Given problem —
Copy word for word the records below, beginning at the line that contains "Spot the low" and ending after the line that contains "Target: farm building". Give only those lines.

Entries supplied —

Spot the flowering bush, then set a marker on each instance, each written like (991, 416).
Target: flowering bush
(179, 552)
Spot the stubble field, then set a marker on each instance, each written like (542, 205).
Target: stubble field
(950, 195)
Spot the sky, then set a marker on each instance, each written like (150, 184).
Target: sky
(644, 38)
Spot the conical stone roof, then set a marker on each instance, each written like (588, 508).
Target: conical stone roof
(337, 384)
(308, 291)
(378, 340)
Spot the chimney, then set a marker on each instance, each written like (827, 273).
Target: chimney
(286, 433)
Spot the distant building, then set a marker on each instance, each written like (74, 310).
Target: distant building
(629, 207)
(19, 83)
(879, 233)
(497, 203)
* * *
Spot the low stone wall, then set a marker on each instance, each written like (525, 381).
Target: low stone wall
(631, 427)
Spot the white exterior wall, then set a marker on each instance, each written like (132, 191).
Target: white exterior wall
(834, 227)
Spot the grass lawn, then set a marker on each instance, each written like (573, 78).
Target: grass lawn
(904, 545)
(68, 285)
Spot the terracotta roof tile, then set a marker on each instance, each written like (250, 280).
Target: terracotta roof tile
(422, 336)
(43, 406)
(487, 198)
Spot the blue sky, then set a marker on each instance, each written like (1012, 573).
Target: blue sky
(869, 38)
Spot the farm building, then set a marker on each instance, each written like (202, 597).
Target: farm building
...
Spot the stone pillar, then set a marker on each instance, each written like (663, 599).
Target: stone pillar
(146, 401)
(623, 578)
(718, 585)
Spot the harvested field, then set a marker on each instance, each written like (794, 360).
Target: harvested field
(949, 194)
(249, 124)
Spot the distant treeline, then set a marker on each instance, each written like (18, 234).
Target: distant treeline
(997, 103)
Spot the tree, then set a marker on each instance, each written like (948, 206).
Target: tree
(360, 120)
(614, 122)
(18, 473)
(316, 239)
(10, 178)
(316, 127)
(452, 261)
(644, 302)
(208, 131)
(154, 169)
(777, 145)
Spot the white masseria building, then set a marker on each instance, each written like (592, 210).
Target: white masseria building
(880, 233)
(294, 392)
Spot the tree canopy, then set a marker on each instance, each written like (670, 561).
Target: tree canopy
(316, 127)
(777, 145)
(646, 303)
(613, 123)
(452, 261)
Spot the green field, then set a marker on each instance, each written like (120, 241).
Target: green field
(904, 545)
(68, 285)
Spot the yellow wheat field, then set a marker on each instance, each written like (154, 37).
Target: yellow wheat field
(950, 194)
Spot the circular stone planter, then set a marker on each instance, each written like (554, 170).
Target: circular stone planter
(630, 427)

Answer for the task —
Spot the low stone wall, then set a marker on each instance, each written like (525, 381).
Target: low stone wall
(631, 427)
Spot the white exterior wall, then set a marker on each instance, each written like (132, 191).
Target: white exterior wall
(834, 227)
Spot the grass lawn, then set a marker on each instance, each written like (573, 78).
Target: grass lawn
(904, 545)
(68, 285)
Spot the terracotta roof tile, then set a marker on each instance, each written like (250, 280).
Target: terracotta roof tile
(422, 336)
(43, 406)
(487, 198)
Spot the blue sky, then set a marker on each instance, each written like (1012, 573).
Target: blue sky
(869, 38)
Spot the farm building, then set a marker on each instance, each written like (202, 597).
Target: farm building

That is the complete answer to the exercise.